Task:
Run through the records and, wherever a line holds the word "each", return that line.

--- Records for this exercise ---

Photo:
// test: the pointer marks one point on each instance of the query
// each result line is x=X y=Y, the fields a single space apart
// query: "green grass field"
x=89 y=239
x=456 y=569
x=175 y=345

---

Task solution:
// test: the pointer marks one point on each instance of the query
// each result line is x=X y=Y, the fields a single space apart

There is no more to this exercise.